[Records from a collection]
================================
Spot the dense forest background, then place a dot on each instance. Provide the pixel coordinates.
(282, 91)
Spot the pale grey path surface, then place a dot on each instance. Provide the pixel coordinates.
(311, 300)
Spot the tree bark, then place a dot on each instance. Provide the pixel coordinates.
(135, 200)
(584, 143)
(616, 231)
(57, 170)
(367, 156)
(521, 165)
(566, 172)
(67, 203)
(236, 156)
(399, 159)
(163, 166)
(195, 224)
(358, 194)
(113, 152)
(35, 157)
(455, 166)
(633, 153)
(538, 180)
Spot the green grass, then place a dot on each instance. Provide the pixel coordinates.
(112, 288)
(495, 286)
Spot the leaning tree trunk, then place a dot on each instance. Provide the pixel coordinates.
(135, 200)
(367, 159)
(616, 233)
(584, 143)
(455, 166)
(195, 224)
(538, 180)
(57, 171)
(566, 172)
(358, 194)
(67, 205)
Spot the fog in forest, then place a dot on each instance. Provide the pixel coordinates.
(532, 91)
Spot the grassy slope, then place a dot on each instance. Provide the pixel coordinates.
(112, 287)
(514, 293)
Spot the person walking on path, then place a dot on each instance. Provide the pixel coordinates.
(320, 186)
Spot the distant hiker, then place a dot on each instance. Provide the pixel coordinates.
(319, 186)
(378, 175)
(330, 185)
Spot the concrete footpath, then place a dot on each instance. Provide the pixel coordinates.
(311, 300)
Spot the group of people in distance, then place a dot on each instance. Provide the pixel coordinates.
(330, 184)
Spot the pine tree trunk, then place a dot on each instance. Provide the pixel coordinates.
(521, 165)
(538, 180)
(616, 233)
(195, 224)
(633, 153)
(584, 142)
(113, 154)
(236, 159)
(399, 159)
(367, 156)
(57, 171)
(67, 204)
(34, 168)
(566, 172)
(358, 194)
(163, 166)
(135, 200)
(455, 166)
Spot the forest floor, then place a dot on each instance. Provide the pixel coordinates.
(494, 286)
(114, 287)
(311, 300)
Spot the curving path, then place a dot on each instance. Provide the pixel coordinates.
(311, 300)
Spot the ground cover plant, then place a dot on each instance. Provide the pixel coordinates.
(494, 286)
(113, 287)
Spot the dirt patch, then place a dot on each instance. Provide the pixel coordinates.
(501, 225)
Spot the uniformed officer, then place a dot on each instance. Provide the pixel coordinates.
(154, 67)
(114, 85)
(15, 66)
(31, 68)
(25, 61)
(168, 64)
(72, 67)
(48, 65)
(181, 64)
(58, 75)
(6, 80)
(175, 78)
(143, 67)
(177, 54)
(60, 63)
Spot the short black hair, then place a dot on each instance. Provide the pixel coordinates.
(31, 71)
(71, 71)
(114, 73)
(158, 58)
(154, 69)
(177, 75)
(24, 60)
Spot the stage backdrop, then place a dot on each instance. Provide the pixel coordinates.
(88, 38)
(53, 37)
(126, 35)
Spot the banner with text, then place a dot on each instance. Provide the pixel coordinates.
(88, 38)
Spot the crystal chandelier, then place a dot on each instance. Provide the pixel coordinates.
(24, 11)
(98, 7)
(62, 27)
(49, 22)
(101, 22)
================================
### TASK DESCRIPTION
Rewrite all of the rows above, replacing "place a dot" with "put a mark" and leaving everything else the same.

### WRITTEN RESPONSE
Spot the dense forest background, then put a mark on each instance. Provide the pixel coordinates.
(282, 91)
Spot the pale grey path surface, then put a mark on each instance. Provide the pixel coordinates.
(311, 300)
Spot the tree bark, then put a mark on each instance. Provide the pixel coordinates.
(135, 200)
(584, 143)
(616, 231)
(57, 170)
(367, 156)
(521, 165)
(566, 172)
(67, 203)
(236, 156)
(399, 159)
(163, 166)
(195, 224)
(358, 194)
(113, 152)
(35, 157)
(455, 166)
(633, 153)
(538, 180)
Spot the green grass, then put a mark on each instance. Provide the pixel coordinates.
(112, 288)
(495, 286)
Spot the leaning tree trunk, then put a mark on each instance. Provide the pixel coordinates.
(135, 200)
(367, 159)
(616, 233)
(584, 143)
(455, 166)
(195, 224)
(538, 180)
(57, 171)
(566, 172)
(358, 194)
(67, 205)
Spot the fog in forest, then put a mark on each instance. Provide the pixel coordinates.
(532, 91)
Spot the grassy slope, then put a mark on each instance. Provide the pixel coordinates.
(112, 287)
(514, 293)
Spot the person walking on path, then put a mark on each instance. Provide the pixel coordinates.
(320, 186)
Spot the distant hiker, then put a mark on each instance. Provide the pixel coordinates.
(319, 186)
(378, 175)
(330, 185)
Spot the concrete footpath, then put a mark on each instance. Provide the pixel coordinates.
(311, 300)
Spot the group of people in distance, then put a mark on each instance. Provide the pixel coordinates.
(330, 184)
Spot the pine tree trunk, then put a mark on each instance. Provide the pixel coordinates.
(521, 165)
(538, 180)
(616, 233)
(195, 224)
(633, 153)
(584, 142)
(113, 154)
(236, 159)
(399, 159)
(367, 156)
(57, 171)
(67, 204)
(34, 168)
(566, 172)
(358, 194)
(163, 166)
(135, 200)
(455, 166)
Spot the forest floor, then put a mark on each instance. Provide the pixel coordinates.
(494, 286)
(114, 287)
(311, 300)
Spot the curving path, then put a mark on each instance. Provide the pixel coordinates.
(311, 300)
Spot the ground cover plant, then put a mark on each instance. Provide the pixel coordinates.
(494, 286)
(113, 287)
Spot the dirt patch, then put a mark on each instance. Provide the pixel coordinates.
(501, 225)
Spot the uniformed officer, then put a mark on each instance. Provide the pixel coordinates.
(154, 67)
(114, 85)
(15, 66)
(31, 68)
(25, 61)
(168, 64)
(72, 67)
(48, 65)
(181, 64)
(58, 75)
(6, 80)
(175, 78)
(143, 67)
(177, 54)
(60, 63)
Spot the short black hair, then put a mark on each instance. Provide the pixel coordinates.
(31, 71)
(71, 71)
(114, 73)
(158, 58)
(154, 69)
(177, 75)
(24, 60)
Spot the stage backdrop, then put a mark on each instance. Provide the pixel coordinates.
(88, 38)
(53, 37)
(126, 35)
Spot the banner with text, then put a mark on each instance. Provide the pixel coordinates.
(88, 38)
Spot the crystal chandelier, then put a mark on each instance. Provide the pixel coordinates.
(24, 11)
(98, 7)
(62, 27)
(49, 22)
(101, 22)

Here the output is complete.